* _TAREFAS A CUMPRIR_:
1. De acordo com o texto sobre o Movimento Armorial, quem fundou o Movimento e em que data?
2. Dê continuidade ao texto sobre o Movimento Armorial, começando logo depois da última frase apresentada.

* _TRECHO DA PÁGINA_:
########

Suas peças costumam ter marcada simetria. Quando não são completamente espelhadas, conservam o equilíbrio de elementos a partir de um eixo central. Na pintura, trabalha com uma paleta de grande diversidade de cores, mas tem um carinho especial por um cinza lunar e um amarelo opaco. O uso do preto é bastante marcado, desenhando contornos, realçando detalhes e criando fronteiras entre as cores. Nos ornamentos, traz referências e elementos da cultura nordestina, como a xilogravura, as rendas e a costura em couro.
Como resultado, sua produção pode ser interpretada como continuadora do legado deixado pelo Movimento Armorial. Assim como propõe o Movimento, suas peças trazem elementos da cultura nordestina quase como símbolos, conformando um vocabulário decorativo. Da mesma forma, o processo criativo acontece a partir de referenciais marcadamente urbanos, mas inova pelo uso de embalagens e materiais reaproveitados.
O Movimento Armorial
O Movimento Armorial foi fundado pelo escritor e dramaturgo paraibano Ariano Suassuna em 18 de outubro de 1970, em Recife – PE. O evento apresentou um concerto da Orquestra Armorial de Câmara e uma exposição de artes plásticas, com manifestações culturais populares do Nordeste. Tinha como objetivo a criação de arte erudita a partir de elementos da cultura popular brasileira, em especial as manifestações culturais nordestinas. O Movimento surge em resposta à então crescente influência dos Estados Unidos no Brasil e ao que se denominava como a massificação da cultura brasileira pela intensificação da globalização.
Artistas de diferentes linguagens envolvidos com o Movimento dedicaram-se a pesquisar as estéticas e as manifestações de raiz popular, para identificar seus elementos constituintes com o propósito de incorporá-los em suas criações. Dentre essas manifestações, destacam-se os folguedos, como o maracatu, o bumba-meu-boi e o cavalo-marinho, bem como o cordel e o romanceiro popular, a xilogravura e o repente. Também há a busca por referenciais do imaginário medieval, como cavalhadas, feudos e castelos, e pelas sonoridades do Barroco.

########

* _Registros de uma fonte de dados_:
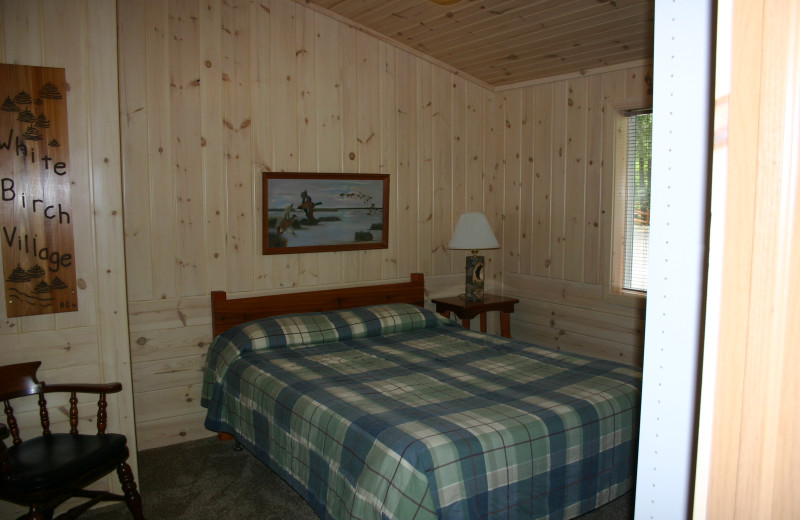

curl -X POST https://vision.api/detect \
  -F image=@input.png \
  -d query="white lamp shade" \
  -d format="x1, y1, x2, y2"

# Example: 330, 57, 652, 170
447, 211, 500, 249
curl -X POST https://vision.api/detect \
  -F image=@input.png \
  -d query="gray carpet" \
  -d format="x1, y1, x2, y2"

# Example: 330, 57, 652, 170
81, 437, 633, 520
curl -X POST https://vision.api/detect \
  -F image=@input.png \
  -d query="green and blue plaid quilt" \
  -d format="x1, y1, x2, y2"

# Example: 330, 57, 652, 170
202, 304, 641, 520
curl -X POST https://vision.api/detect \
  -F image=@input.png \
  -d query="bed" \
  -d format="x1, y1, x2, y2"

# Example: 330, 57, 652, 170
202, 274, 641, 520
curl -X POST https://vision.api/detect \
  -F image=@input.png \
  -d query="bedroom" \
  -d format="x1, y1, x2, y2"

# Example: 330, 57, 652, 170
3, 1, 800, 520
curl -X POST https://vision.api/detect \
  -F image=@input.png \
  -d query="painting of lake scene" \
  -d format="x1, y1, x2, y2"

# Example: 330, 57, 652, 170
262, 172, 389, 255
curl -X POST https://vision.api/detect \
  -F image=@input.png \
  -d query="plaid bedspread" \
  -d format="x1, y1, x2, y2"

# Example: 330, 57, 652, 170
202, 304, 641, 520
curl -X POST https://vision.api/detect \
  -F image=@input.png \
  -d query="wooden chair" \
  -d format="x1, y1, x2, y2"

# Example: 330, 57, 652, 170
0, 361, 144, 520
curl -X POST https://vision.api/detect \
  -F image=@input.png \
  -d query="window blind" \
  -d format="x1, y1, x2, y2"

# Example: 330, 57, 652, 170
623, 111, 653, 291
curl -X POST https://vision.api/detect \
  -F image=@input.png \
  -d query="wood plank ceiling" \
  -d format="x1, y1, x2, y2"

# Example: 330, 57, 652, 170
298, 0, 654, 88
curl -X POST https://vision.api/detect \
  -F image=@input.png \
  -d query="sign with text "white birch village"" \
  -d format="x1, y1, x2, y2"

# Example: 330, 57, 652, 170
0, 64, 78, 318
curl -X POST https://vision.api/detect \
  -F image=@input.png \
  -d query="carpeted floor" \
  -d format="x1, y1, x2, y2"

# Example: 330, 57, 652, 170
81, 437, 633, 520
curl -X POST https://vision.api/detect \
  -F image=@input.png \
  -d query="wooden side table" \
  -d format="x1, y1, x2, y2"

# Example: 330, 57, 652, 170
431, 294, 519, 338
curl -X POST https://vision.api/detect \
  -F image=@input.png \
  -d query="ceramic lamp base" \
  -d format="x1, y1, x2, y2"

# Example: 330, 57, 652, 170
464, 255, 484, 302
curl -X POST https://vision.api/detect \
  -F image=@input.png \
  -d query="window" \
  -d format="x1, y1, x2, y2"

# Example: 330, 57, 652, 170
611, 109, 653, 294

########

* _CONJUNTO DE RESPOSTAS_:
1. O escritor e dramaturgo paraibano Ariano Suassuna, em 18 de outubro de 1970.

2.
Entre tantos artistas, nas artes plásticas, Miguel dos Santos e Francisco Brennand destacam-se na cerâmica, enquanto Gilvan Samico se destaca na xilogravura. Na música, foram fundadas a Orquestra Armorial de Câmara e o grupo Quinteto Armorial. Na dança, Ariano Suassuna fundou o Grupo Grial de Dança e o Grupo Arraial Vias da Dança. Por fim, no teatro, destaca-se a Trupe Romançal de Teatro Romero de Andrade Lima.
O Movimento Armorial costuma ser dividido em três fases: Experimental (1970 – 1975), Romançal (1975 – 1995) e Arraial (1995 em diante). O termo “armorial” tem origem francesa e está relacionado a “arma”, no sentido heráldico, área de estudo que se dedica a investigar a origem, evolução e significado dos brasões e escudos. Assim, o Movimento Armorial buscava investigar e identificar esses elementos culturais nordestinos, criando símbolos e elementos que conformariam uma “heráldica nordestina”. Esses elementos podem ser identificados no alfabeto criado por Suassuna, que tem como inspiração os ferros de marcar gado da região do Cariri cearense, e nas ilustrações de suas Iluminogravuras, criadas a partir da década de 1980.
Referências
MATTAR, Denise. Movimento Armorial 50. Catálogo de exposição. Rio de Janeiro: Centro Cultural Banco do Brasil, 2022.
SANTOS, Idelette Muzart Fonseca dos. Em Demanda da Poética Popular – Ariano Suassuna e o Movimento Armorial. Campinas: Editora da Unicamp, 1999.
As citações de André Menezes foram retiradas de uma entrevista realizada por Isabel Franke no dia 1º de maio de 2024.